**Directions:**
**a)** Answer these from the article on non-English speakers in the health care system:
(i) What ailment did Elvia Marin have?
(ii) Where did Marin immigrate from?
(iii) According to the American Medical Association, what range can interpreter costs fall within?
**b)** Write what comes next in the article on non-English speakers in the health care system, starting after its final sentence.
*** Text passage ***
Features

Non-English speakers struggle in encounters with health care system

By DEBORAH KONG, The Associated Press
Monday June 24, 2002

OAKLAND – In his halting English, Elvia Marin’s husband struggled to tell the nurses and doctor that the pain in his wife’s stomach and back was so intense, it was worse for her than giving birth. 

But the words that would have helped pinpoint her ailment — urinary tract stones — eluded him and doctors in the Oakland, emergency room couldn’t identify the problem by her discomfort alone. A few hours later, the pain subsided and she left without treatment. 

Others who don’t speak English relate similarly disheartening tales of failing to receive medical help. It’s a tough problem hospitals and doctors are trying to solve as immigrants with limited English increasingly flow into their hospitals and offices. 

“I felt really desperate and also frustrated at my inability to communicate in English and explain my own problem,” said Marin, a Mexican immigrant. “I feel like we’re not being listened to, not being paid attention to. We’re not considered important.” 

Doctors say they want to help patients, but object to interpreter costs that can range from $30 to $400, according to the American Medical Association.
*** Source information ***
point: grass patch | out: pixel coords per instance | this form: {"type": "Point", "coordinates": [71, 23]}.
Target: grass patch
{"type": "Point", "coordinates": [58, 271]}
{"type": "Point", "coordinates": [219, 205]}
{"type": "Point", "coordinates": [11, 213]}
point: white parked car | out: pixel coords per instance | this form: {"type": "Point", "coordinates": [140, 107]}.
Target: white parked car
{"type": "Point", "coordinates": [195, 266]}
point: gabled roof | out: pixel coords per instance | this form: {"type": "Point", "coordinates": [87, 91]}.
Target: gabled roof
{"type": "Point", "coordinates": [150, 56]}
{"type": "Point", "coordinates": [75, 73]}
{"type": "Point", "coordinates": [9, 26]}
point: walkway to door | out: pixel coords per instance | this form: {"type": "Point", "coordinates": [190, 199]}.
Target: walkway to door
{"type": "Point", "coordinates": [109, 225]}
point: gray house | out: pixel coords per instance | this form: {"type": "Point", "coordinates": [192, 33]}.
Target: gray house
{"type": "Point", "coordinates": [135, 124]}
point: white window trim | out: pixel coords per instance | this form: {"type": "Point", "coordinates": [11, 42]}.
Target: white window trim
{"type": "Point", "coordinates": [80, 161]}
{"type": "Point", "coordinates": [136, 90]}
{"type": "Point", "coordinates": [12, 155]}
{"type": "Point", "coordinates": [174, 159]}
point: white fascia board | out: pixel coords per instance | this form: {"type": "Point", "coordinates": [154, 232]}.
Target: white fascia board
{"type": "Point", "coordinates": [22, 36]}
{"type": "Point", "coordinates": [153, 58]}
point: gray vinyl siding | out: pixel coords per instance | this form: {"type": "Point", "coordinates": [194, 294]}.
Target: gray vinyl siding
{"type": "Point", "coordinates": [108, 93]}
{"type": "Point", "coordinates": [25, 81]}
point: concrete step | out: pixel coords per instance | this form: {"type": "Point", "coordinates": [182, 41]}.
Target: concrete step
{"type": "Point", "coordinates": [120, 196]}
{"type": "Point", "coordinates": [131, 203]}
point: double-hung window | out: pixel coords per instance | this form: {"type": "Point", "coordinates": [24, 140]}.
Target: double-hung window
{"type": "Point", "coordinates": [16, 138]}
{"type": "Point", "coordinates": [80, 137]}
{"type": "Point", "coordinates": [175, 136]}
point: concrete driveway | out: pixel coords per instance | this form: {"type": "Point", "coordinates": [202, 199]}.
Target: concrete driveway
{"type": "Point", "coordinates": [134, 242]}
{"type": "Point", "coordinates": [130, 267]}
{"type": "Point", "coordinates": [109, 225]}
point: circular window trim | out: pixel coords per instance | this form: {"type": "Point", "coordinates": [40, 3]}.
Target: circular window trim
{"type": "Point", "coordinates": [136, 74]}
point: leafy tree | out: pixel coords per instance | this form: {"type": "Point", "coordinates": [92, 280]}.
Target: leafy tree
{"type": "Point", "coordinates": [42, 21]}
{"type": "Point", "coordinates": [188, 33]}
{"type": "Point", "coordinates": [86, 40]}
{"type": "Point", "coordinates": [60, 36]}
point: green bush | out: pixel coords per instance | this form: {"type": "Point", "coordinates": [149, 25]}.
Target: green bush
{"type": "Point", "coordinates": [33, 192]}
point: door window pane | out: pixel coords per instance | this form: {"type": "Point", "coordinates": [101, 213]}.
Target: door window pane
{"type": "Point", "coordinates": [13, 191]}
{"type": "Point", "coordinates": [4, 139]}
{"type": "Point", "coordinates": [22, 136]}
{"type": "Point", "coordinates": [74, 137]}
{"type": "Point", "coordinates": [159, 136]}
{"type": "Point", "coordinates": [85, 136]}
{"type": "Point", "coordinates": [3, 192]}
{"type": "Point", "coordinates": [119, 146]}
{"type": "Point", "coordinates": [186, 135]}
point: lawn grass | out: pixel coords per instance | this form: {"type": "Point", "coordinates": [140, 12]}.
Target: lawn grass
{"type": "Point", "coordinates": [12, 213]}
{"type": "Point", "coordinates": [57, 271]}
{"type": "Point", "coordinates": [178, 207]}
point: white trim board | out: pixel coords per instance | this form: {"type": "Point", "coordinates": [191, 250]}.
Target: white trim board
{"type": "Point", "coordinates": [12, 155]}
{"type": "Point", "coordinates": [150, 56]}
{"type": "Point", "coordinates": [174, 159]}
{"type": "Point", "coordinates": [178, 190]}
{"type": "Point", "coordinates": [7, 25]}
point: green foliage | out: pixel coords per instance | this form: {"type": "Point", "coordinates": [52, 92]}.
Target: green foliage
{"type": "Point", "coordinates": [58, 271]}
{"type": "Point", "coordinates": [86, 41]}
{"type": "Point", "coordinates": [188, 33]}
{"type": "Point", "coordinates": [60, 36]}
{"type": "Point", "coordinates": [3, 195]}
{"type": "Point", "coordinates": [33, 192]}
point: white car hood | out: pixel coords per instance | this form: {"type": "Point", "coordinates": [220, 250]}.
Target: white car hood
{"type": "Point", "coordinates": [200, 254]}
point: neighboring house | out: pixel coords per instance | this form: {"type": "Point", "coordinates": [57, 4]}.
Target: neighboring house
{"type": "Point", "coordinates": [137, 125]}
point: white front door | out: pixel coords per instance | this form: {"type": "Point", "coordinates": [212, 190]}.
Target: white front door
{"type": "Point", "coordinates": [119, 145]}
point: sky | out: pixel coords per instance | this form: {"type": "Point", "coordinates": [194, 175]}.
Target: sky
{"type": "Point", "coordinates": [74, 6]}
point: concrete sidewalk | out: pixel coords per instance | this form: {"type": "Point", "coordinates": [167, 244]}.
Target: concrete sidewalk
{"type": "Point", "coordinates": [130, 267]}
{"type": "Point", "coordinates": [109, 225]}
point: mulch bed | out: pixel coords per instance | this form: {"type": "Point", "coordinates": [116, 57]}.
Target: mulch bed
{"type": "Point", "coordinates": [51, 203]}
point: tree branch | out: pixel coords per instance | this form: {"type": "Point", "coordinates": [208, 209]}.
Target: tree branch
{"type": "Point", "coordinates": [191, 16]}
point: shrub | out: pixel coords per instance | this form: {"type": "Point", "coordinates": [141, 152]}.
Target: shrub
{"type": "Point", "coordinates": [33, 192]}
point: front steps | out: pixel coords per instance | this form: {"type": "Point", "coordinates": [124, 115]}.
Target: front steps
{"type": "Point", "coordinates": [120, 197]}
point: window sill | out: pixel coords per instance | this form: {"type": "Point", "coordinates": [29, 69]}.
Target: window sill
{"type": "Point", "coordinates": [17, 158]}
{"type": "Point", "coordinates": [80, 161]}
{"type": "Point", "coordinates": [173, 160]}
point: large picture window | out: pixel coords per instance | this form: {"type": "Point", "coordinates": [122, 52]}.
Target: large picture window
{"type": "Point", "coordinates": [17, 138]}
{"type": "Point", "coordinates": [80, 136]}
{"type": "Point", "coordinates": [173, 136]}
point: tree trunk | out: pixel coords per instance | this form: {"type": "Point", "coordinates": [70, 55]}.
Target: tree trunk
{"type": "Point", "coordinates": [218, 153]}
***
*** Source information ***
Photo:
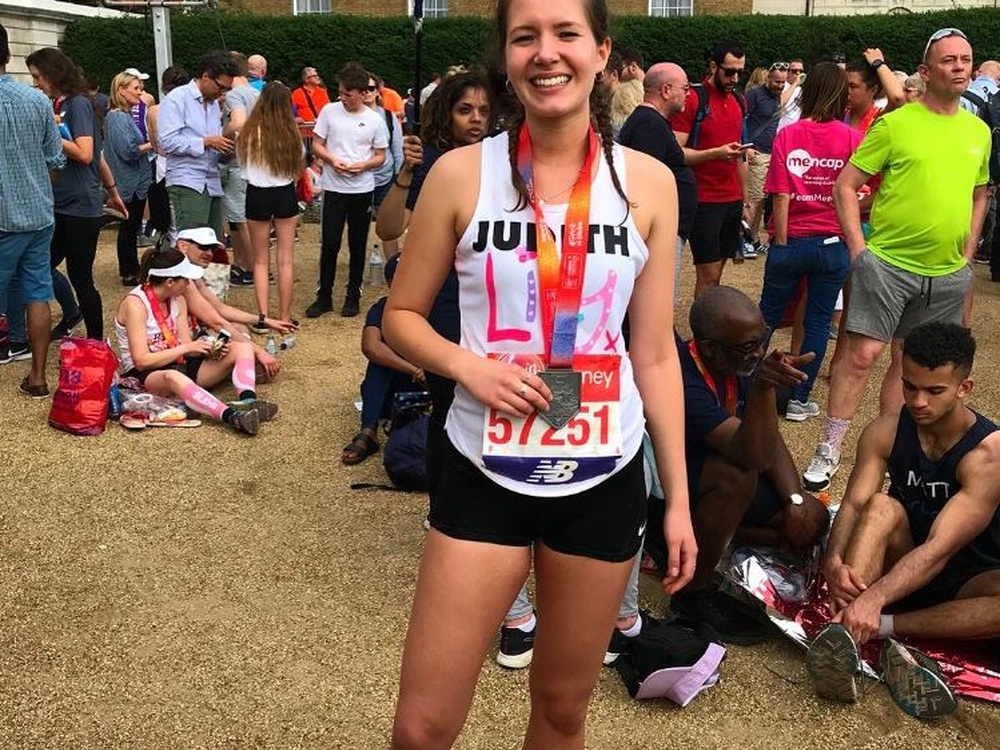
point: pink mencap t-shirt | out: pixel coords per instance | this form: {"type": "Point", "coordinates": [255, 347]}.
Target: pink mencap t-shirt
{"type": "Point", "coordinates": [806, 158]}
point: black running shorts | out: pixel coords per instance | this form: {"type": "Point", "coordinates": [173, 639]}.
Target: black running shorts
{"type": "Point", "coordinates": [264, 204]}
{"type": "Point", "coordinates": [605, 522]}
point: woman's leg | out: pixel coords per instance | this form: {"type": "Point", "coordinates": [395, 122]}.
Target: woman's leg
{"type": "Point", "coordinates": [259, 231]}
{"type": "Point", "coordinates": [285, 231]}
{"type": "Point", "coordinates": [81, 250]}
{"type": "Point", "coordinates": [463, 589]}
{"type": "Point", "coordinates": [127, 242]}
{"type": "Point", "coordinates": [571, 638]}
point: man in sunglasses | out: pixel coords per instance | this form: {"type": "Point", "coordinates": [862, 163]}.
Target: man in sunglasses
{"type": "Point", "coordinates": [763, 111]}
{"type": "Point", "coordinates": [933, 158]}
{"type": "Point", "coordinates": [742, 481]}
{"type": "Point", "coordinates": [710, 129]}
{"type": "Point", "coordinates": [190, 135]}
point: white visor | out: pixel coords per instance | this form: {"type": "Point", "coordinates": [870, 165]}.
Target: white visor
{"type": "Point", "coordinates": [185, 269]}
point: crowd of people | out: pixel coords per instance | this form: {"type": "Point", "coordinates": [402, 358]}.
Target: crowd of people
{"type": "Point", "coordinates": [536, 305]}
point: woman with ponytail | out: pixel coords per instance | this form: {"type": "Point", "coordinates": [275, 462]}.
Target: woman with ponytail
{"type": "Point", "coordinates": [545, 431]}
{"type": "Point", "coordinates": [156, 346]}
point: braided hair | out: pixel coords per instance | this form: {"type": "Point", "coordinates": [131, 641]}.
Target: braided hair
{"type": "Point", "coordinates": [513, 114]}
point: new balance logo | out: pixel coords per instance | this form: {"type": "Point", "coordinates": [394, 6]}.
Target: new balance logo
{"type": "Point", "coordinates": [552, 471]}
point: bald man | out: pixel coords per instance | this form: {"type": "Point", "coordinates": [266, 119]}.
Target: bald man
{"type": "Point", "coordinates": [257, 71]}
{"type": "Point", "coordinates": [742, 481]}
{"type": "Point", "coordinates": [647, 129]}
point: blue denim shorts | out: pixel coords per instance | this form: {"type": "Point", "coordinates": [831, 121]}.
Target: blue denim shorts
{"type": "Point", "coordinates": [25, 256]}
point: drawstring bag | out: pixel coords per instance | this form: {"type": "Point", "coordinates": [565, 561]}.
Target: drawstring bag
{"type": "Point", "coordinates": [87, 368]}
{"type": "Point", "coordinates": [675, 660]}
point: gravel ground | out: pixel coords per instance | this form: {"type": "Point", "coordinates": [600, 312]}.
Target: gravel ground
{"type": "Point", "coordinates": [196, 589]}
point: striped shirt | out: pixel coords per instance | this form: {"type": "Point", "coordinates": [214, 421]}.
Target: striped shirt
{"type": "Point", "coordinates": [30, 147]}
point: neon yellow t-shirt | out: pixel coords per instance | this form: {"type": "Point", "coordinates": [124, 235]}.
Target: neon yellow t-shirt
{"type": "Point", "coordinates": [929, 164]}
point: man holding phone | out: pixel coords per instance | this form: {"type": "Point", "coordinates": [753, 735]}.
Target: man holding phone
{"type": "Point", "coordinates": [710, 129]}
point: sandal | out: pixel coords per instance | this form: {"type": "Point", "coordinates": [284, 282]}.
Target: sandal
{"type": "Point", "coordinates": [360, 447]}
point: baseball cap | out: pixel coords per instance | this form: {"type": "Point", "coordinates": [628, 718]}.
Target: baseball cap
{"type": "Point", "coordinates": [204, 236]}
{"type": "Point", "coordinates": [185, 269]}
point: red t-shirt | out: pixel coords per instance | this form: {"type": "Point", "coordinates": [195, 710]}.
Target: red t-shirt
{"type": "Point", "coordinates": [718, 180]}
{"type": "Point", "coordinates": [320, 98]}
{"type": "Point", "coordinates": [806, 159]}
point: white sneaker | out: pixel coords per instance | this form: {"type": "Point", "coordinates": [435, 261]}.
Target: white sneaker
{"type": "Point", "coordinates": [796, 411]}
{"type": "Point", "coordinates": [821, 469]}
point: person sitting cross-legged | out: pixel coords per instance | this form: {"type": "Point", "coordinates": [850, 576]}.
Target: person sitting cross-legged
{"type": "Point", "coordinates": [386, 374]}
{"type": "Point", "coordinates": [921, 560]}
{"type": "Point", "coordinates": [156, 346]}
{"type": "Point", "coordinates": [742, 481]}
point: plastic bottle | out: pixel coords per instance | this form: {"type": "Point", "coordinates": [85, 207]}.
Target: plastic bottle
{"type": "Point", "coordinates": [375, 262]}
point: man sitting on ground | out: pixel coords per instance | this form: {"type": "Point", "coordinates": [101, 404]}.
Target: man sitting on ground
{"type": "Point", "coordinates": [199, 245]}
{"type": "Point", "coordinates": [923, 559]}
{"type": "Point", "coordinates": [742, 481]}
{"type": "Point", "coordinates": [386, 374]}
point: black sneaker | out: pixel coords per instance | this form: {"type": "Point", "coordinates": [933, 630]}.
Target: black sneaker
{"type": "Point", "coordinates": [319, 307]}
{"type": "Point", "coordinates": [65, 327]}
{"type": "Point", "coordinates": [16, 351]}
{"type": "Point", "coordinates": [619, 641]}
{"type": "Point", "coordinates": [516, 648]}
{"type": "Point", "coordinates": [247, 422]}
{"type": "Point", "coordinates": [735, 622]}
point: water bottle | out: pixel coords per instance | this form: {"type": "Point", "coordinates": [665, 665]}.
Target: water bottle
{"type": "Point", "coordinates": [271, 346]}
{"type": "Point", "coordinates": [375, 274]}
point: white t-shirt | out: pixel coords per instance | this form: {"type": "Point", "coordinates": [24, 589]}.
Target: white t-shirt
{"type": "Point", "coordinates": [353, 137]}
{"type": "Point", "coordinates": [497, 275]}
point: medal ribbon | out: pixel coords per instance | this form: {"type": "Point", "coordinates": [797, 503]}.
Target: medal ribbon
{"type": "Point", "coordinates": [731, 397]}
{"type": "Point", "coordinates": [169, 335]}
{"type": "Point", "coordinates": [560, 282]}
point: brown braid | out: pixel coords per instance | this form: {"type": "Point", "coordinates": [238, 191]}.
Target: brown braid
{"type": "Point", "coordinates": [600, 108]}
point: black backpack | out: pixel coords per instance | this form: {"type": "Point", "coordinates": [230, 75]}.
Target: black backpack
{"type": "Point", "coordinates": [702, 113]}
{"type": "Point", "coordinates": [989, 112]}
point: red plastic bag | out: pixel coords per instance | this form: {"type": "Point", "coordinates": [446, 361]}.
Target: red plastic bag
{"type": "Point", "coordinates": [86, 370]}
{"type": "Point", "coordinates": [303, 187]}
***
*** Source information ***
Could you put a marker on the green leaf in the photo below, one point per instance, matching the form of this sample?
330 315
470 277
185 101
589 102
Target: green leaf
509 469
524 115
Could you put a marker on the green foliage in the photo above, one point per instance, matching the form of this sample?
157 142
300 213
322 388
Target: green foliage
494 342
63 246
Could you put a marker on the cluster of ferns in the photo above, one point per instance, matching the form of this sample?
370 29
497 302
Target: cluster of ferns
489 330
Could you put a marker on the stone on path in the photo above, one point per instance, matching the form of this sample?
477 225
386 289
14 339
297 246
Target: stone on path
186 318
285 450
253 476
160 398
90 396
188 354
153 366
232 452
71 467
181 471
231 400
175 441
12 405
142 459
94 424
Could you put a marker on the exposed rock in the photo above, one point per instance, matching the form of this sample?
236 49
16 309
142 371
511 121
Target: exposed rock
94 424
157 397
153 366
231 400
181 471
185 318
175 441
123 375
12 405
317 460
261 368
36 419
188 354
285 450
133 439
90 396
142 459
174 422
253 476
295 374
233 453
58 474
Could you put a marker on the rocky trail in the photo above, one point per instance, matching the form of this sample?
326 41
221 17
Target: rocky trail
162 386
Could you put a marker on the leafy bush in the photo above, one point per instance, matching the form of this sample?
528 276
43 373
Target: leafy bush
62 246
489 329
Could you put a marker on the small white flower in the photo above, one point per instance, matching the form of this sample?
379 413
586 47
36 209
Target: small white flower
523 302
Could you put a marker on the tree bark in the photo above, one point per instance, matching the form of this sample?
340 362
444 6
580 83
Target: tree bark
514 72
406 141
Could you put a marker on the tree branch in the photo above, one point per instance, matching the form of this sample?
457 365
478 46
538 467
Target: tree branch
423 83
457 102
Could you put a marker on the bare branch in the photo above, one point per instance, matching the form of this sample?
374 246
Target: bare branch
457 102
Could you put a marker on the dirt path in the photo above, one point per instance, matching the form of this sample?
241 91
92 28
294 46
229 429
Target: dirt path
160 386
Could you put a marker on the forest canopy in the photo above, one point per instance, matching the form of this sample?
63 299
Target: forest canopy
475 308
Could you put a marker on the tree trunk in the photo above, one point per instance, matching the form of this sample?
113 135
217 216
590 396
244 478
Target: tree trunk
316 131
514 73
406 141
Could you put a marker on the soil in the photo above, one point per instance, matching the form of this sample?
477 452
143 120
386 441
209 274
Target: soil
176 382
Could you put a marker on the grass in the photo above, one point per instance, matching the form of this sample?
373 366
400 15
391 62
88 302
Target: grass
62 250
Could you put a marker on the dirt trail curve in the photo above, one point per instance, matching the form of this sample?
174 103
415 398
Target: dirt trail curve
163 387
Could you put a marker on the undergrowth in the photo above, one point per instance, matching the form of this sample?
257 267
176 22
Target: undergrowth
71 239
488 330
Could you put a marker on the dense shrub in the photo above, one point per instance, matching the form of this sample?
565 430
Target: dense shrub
***
**Answers for the tasks:**
**a)**
(i) Urinary tract stones
(ii) Mexico
(iii) From $30 to $400

**b)**
Others, like the Arlington, Va.-based advocacy group ProEnglish, say requiring doctors to provide interpreters is “a good example of multicultural ideology gone berserk.” Newcomers should assimilate by learning English, the group says. 

About 21.3 million speak English “less than very well,” according to 2000 census data, compared with 13.9 million people in 1990. 

Without adequate translation, health care for patients who speak limited English is at best inconvenient, and at worst life-threatening, advocates say. 

According to The Access Project, a community resource center at Brandeis University, a survey of more than 4,000 uninsured patients found 8 percent needed an interpreter but did not get one. Of that group, more than a quarter said they did not understand instructions for taking prescribed medications, the survey found. 

“The health care delivery system has been a little slow to appreciate the growing diversity of our nation,” said Mark Rukavina, the project’s executive director. “Over and over again, community systems are being strained by the changing demographics.” 

Without an interpreter to tell her what was going on, one Hmong woman thought she was being kidnapped when she was driven 100 miles from a clinic in Fresno, Calif., to one in Modesto. 

Xe Chue told her sister Pang Thao, “they kept driving, driving away. As they went further away, she got more afraid,” Thao said. “She thought they were going to take her to some bad places and just do whatever they wanted to her.” 

When she arrived, Chue motioned to two security guards she wanted to phone her family, but they ignored her, Thao said. 

“You’re supposed to trust doctors and nurses with your life,” Thao said. 

Federal civil rights law requires hospitals and doctors receiving federal funds to provide services that can be understood by non-English speakers. In general, doctors cannot turn away patients simply because they don’t speak English.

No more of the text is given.